ФОРМУЛИРОВКА ЗАДАНИЙ =
(1) Ответьте по фрагменту об учебниках истории на три вопроса:
(а) Сколько вариантов учебников рекомендовало «решение о трех параллелях»?
(б) Сколько классов, согласно прежнему «Закону об образовании», составляли основное образование?
(в) С чего, по словам автора, начинается уважение к себе?
(2) Перепечатайте из фрагмента об учебниках истории отрезок от «Задача в том, чтобы» по «иной исторической личности.» включительно.

ФРАГМЕНТ ДОКУМЕНТА =
----------------------------------------

В начале 2000-х годов я сам участвовал в написании школьного учебника под названием “Отечественная история XX — начала XXI веков”. Именно тогда было принято “решение о трех параллелях”, рекомендующее одновременное существование трех, максимум пяти вариантов учебников. Потому что учебник — это не только образование, это еще и бизнес. Книг, издаваемых массовым тиражом, крайне мало, издательств, выпускающих учебники, тоже немного, они между собой конкурируют. Речь шла о том, чтобы каждое из этих конкурирующих издательств выиграло конкурс хотя бы на один из учебников. И в этом есть своя сложность. Кроме того, налицо некоторый парадокс. В свое время, когда “Закон об образовании” гласил, что 9 классов — это и есть основное образование, мы пришли к тому, чтобы девятиклассник заканчивал весь курс истории, и подготовили соответствующие учебники. А в 10-11 классах предполагалось повторение пройденного, только на более высоком уровне. Закон давно изменился, но эту концентрическую систему так толком никто не отменил. Получается, что можно взять учебник для 9-го класса и преподавать по нему в 10-м, а можно взять учебник для 11-го класса и преподавать в 9-м!
— В чем, по-вашему, должна заключаться основная идея учебника истории? Какую мысль необходимо донести до детей?
— Когда учебник был один, разница в представлении детей об истории была обусловлена не учебником, а учителем. А теперь она обусловлена и не учебником, и не учителем, а всей системой внешней информационной среды. Потому что общество у нас дифференцировано, понимание прошлого у разных слоев населения разное, и этого не избежать. Однако есть одно “но”: не следует забывать о воспитательном значении гуманитарного знания. Государственная идеология может быть какой угодно, но уважение к себе начинается с уважения к малой родине, к тому месту, где ты родился, будь то деревня или городок, а затем уже распространяется на всю страну. И от этого не уйти, если мы хотим, чтобы наша страна и дальше была нашей страной: и по территории, и по составу населения, и по пограничным районам, по окружению, которое не должно превратиться в санитарный кордон (это, по-моему, и есть национальная идея). Начинать надо не с Кремлевской звезды, а со своей малой родины, сначала “снизу вверх”, а потом уже “сверху вниз”.
Задача в том, чтобы найти какой-то минимум, который давал бы представление о стране в целом, неважно, в одном учебнике или в двадцати. Надо объяснить детям, что эта страна имеет очень большое разнообразие — этническое, религиозное, географическое, и при этом она едина. А вместо этого мы пытаемся уговорить себя в единой оценке той или иной исторической личности.

----------------------------------------

ПРИВЕДЕННЫЙ МАТЕРИАЛ =

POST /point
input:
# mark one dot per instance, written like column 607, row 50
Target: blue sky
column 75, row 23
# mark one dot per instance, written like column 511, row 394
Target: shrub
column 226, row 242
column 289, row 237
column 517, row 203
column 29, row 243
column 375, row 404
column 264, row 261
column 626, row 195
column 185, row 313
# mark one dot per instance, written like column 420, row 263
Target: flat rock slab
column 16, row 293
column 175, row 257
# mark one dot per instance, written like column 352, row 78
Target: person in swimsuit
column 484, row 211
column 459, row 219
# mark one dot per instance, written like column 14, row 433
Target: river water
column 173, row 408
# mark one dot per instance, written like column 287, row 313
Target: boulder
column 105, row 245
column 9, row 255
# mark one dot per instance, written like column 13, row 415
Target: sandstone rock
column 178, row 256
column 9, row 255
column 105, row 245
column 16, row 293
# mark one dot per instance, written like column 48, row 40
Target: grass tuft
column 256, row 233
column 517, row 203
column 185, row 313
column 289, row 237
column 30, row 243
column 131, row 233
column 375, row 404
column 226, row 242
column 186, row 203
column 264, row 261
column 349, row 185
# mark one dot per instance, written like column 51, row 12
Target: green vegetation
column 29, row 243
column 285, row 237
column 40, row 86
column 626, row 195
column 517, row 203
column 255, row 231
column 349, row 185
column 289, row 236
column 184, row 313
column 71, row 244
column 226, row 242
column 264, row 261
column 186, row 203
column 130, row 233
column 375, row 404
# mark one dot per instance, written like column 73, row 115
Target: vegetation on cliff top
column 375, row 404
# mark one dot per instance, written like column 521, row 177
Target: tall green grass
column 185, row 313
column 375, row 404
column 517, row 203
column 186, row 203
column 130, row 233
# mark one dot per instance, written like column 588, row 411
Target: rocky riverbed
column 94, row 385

----------------------------------------

ОТВЕТЫ НА ЗАДАНИЯ =
(1)
(а) Три, максимум пять.
(б) Девять классов.
(в) С уважения к малой родине, к месту, где человек родился, будь то деревня или городок.

(2)
Задача в том, чтобы найти какой-то минимум, который давал бы представление о стране в целом, неважно, в одном учебнике или в двадцати. Надо объяснить детям, что эта страна имеет очень большое разнообразие — этническое, религиозное, географическое, и при этом она едина. А вместо этого мы пытаемся уговорить себя в единой оценке той или иной исторической личности.